What you should do:
Give the entries again exactly, without pictures.

Records shown:
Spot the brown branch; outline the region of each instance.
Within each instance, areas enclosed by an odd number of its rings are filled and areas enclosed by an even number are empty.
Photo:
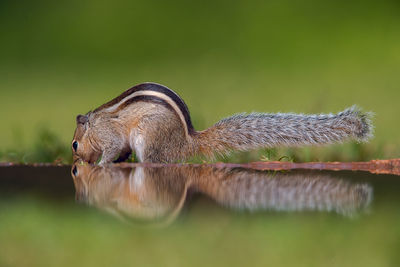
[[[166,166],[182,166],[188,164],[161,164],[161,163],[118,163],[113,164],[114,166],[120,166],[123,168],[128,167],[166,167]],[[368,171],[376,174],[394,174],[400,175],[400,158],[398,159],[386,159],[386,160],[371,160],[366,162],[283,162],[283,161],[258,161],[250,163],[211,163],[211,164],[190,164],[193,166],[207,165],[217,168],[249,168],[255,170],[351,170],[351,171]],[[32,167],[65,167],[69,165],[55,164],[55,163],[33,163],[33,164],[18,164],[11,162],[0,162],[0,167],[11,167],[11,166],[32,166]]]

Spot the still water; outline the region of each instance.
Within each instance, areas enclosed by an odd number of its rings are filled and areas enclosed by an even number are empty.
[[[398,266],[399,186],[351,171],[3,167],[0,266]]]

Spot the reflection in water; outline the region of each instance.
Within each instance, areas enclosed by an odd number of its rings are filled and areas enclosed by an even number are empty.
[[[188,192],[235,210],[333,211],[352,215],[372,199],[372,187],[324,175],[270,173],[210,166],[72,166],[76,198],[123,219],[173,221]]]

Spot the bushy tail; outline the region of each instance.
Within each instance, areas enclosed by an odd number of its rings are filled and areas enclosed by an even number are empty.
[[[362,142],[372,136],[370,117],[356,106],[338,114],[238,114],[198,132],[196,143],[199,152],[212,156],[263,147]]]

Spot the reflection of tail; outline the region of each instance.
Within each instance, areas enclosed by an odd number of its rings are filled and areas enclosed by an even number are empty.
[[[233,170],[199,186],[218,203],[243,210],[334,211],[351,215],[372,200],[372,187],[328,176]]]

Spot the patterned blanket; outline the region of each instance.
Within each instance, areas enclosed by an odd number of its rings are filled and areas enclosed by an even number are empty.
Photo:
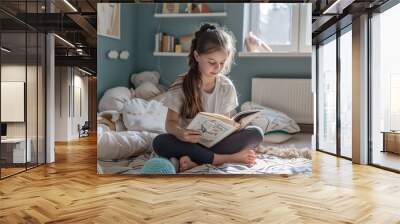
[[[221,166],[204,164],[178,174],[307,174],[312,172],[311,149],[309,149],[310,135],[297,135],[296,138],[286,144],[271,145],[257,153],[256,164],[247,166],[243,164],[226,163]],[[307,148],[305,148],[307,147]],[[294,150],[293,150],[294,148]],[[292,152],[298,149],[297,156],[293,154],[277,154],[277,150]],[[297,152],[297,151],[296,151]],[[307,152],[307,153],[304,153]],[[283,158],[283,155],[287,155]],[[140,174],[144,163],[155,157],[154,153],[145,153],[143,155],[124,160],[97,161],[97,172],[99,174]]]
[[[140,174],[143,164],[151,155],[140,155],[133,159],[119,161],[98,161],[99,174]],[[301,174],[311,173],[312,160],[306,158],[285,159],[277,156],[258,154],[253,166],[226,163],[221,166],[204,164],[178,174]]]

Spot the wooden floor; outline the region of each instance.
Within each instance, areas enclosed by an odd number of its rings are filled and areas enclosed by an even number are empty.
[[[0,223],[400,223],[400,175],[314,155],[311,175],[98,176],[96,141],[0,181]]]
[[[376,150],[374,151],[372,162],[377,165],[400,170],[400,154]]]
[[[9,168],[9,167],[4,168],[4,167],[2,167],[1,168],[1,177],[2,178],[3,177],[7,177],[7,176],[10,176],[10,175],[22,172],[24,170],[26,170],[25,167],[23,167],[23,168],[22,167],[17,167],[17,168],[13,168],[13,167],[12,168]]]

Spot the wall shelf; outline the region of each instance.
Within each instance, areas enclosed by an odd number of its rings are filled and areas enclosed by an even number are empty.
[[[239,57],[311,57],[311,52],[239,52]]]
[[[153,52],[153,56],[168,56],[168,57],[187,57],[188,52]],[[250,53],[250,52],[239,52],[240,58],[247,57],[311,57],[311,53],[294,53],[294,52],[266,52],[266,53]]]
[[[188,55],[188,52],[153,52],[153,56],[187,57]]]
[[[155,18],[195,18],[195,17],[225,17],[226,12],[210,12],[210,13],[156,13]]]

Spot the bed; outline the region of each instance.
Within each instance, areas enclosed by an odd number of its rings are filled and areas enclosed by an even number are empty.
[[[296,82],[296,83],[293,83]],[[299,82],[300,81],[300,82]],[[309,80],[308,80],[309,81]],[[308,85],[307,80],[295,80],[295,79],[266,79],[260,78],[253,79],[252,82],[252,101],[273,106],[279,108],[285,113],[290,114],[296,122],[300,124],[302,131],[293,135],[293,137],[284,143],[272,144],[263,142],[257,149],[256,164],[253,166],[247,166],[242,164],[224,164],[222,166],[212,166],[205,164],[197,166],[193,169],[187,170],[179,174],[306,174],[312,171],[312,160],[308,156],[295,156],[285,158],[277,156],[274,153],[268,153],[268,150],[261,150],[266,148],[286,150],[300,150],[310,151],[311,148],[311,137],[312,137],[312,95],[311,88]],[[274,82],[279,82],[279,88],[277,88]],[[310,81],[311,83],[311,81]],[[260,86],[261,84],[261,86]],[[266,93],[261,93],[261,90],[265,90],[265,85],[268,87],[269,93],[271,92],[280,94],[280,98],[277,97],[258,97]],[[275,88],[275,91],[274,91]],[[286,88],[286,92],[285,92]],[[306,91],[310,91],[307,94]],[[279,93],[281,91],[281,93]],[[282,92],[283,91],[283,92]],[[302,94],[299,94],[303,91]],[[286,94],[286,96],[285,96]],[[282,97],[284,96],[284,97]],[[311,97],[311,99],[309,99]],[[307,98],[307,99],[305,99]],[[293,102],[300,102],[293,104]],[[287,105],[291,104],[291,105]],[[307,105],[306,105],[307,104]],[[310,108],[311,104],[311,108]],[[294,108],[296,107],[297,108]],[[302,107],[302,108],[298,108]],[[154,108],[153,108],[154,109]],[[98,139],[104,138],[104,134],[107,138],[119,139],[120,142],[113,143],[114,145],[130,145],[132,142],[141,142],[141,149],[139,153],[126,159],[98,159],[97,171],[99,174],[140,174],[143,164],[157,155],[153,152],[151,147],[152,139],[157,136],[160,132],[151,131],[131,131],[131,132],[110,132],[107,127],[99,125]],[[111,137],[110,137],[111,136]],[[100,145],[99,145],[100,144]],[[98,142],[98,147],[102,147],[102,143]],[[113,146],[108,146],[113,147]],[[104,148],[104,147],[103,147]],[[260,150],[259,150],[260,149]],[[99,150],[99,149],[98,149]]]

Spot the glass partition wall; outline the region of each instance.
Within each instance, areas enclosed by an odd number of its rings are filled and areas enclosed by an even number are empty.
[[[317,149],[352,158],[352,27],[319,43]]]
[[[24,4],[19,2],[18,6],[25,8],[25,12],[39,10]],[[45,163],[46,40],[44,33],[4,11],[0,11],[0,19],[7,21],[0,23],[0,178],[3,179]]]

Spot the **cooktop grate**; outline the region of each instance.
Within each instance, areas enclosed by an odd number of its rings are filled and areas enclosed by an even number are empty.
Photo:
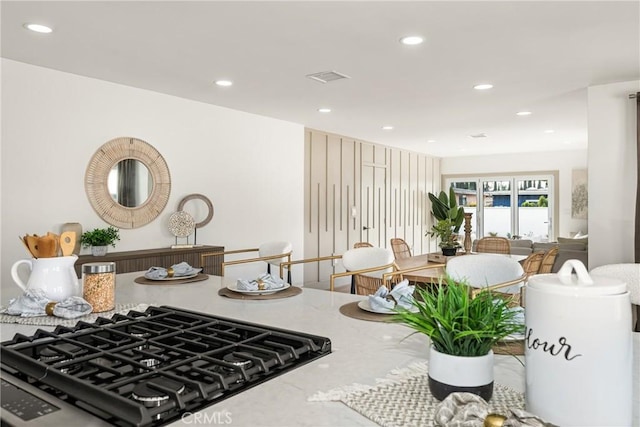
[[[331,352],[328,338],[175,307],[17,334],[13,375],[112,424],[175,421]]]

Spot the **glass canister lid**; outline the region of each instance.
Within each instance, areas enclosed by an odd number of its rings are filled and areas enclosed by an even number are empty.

Answer space:
Spot the brown branch; outline the region of each instance.
Within each instance, areas enclosed by an odd number of its rings are filled and areas enclosed by an even number are empty.
Photo:
[[[166,166],[182,166],[188,164],[161,164],[161,163],[118,163],[113,164],[114,166],[120,166],[123,168],[128,167],[166,167]],[[368,171],[376,174],[394,174],[400,175],[400,158],[398,159],[386,159],[386,160],[371,160],[366,162],[283,162],[283,161],[258,161],[250,163],[211,163],[211,164],[190,164],[193,166],[207,165],[217,168],[249,168],[255,170],[351,170],[351,171]],[[32,167],[65,167],[69,165],[55,164],[55,163],[33,163],[33,164],[18,164],[11,162],[0,162],[0,167],[11,167],[11,166],[32,166]]]

Spot the still water; outline the region of each instance.
Within each instance, areas enclosed by an odd number of its rings are filled and areas enclosed by an even number are empty.
[[[398,266],[399,186],[351,171],[3,167],[0,266]]]

Spot the reflection in water; outline the region of each instance.
Within each instance, areas enclosed by an odd number of its rings are filled and areas enclosed by an even number are empty.
[[[188,192],[235,210],[333,211],[352,215],[372,199],[372,187],[324,175],[270,173],[210,166],[72,166],[76,198],[123,219],[173,221]]]

Spot the bushy tail; outline the region of each instance.
Within each instance, areas enclosed by an odd number of its rings are filled and areas enclosed by an even number are empty.
[[[362,142],[372,136],[370,117],[356,106],[338,114],[238,114],[198,132],[196,143],[199,152],[212,156],[263,147]]]

Spot the reflection of tail; outline the region of each instance.
Within each instance, areas enclosed by an odd number of its rings are filled and areas enclosed by an even number are empty.
[[[233,170],[199,186],[218,203],[243,210],[334,211],[351,215],[372,200],[372,187],[328,176]]]

Spot the patterned blanket; outline the region of each instance.
Within each instance, areas enclosed by an odd number of its rings are filled and areas enclosed by an even number are empty.
Photo:
[[[221,166],[204,164],[178,174],[307,174],[312,172],[311,149],[309,149],[310,135],[297,135],[296,138],[286,144],[271,145],[257,153],[256,164],[247,166],[243,164],[226,163]],[[307,148],[305,148],[307,147]],[[294,150],[293,150],[294,148]],[[292,152],[298,149],[297,156],[293,154],[277,154],[277,150]],[[297,152],[297,151],[296,151]],[[307,152],[307,153],[304,153]],[[283,158],[283,155],[287,155]],[[140,174],[144,163],[155,157],[154,153],[145,153],[143,155],[124,160],[97,161],[97,172],[99,174]]]
[[[140,174],[143,164],[151,155],[140,155],[133,159],[119,161],[98,161],[99,174]],[[301,174],[311,173],[312,160],[306,158],[285,159],[277,156],[258,154],[253,166],[226,163],[221,166],[204,164],[178,174]]]

Spot the wooden floor; outline the region of each instance.
Within each instance, areas enclosed by an odd number of its rings are filled and areas enclosed by an even number are empty.
[[[0,223],[400,223],[400,175],[314,155],[311,175],[98,176],[96,141],[0,181]]]
[[[376,150],[374,151],[372,162],[377,165],[400,170],[400,154]]]
[[[9,168],[9,167],[4,168],[4,167],[2,167],[1,168],[1,177],[2,178],[3,177],[7,177],[7,176],[10,176],[10,175],[22,172],[24,170],[26,170],[25,167],[23,167],[23,168],[22,167],[17,167],[17,168],[13,168],[13,167],[12,168]]]

Spot the wall shelf; outline the region of each instance.
Within each instance, areas enclosed by an odd number of its rings are filled and areas enclosed by an even number are empty.
[[[239,57],[311,57],[311,52],[239,52]]]
[[[153,52],[153,56],[168,56],[168,57],[187,57],[188,52]],[[250,53],[250,52],[239,52],[240,58],[247,57],[311,57],[311,53],[294,53],[294,52],[266,52],[266,53]]]
[[[188,55],[188,52],[153,52],[153,56],[187,57]]]
[[[155,18],[195,18],[195,17],[225,17],[226,12],[210,12],[210,13],[156,13]]]

Spot the bed; outline the region of each instance.
Within each instance, areas enclosed by an odd number of its rings are filled and areas enclosed by an even number are empty.
[[[296,82],[296,83],[293,83]],[[299,82],[300,81],[300,82]],[[309,80],[308,80],[309,81]],[[308,85],[307,80],[295,80],[295,79],[266,79],[260,78],[253,79],[252,82],[252,101],[273,106],[279,108],[285,113],[290,114],[296,122],[300,124],[302,131],[293,135],[293,137],[284,143],[272,144],[263,142],[257,149],[256,164],[253,166],[247,166],[242,164],[224,164],[222,166],[212,166],[205,164],[197,166],[193,169],[187,170],[179,174],[306,174],[312,171],[312,160],[308,156],[295,156],[285,158],[277,156],[274,153],[268,153],[268,150],[261,150],[266,148],[286,150],[300,150],[310,151],[311,148],[311,137],[312,137],[312,95],[311,88]],[[274,82],[279,82],[279,88],[277,88]],[[310,81],[311,83],[311,81]],[[260,86],[261,84],[261,86]],[[266,93],[261,93],[261,90],[265,90],[265,85],[268,87],[269,93],[271,92],[280,94],[280,98],[277,97],[258,97]],[[275,88],[275,91],[274,91]],[[286,88],[286,92],[285,92]],[[306,91],[310,91],[307,94]],[[279,93],[281,91],[281,93]],[[282,92],[283,91],[283,92]],[[302,94],[299,94],[303,91]],[[286,94],[286,96],[285,96]],[[282,97],[284,96],[284,97]],[[311,97],[311,99],[309,99]],[[307,98],[307,99],[305,99]],[[293,102],[300,102],[293,104]],[[287,105],[291,104],[291,105]],[[307,105],[306,105],[307,104]],[[310,108],[311,104],[311,108]],[[294,108],[296,107],[297,108]],[[302,107],[302,108],[298,108]],[[154,108],[153,108],[154,109]],[[98,139],[104,138],[104,134],[107,138],[119,139],[120,142],[113,143],[114,145],[130,145],[132,142],[141,142],[141,149],[139,153],[126,159],[98,159],[97,171],[99,174],[140,174],[143,164],[157,155],[153,152],[151,147],[152,139],[157,136],[160,132],[151,131],[131,131],[131,132],[110,132],[107,127],[99,125]],[[111,137],[110,137],[111,136]],[[100,145],[99,145],[100,144]],[[98,142],[98,147],[102,147],[102,143]],[[113,146],[108,146],[113,147]],[[104,148],[104,147],[103,147]],[[260,150],[259,150],[260,149]],[[99,150],[99,149],[98,149]]]

Spot the glass partition wall; outline the region of each instance.
Within each instance, areas enclosed by an odd number of its rings are filled and areas enclosed by an even number are empty.
[[[317,149],[352,158],[352,27],[319,43]]]
[[[24,4],[19,2],[18,6],[25,8],[25,12],[39,10]],[[45,163],[46,40],[44,33],[4,11],[0,11],[0,19],[7,21],[0,23],[0,178],[3,179]]]

Spot the **cooktop grate**; outline the region of each instance.
Within each instance, areas enclosed by an odd number of its rings are filled and areas enclosed by an even number are empty.
Photo:
[[[331,352],[328,338],[175,307],[17,334],[13,375],[112,424],[175,421]]]

Spot the **glass canister lid**; outline the region of each instance.
Within each instance, areas enclosed by an odd number of its rings are filled and areas enclosed by an even number are empty.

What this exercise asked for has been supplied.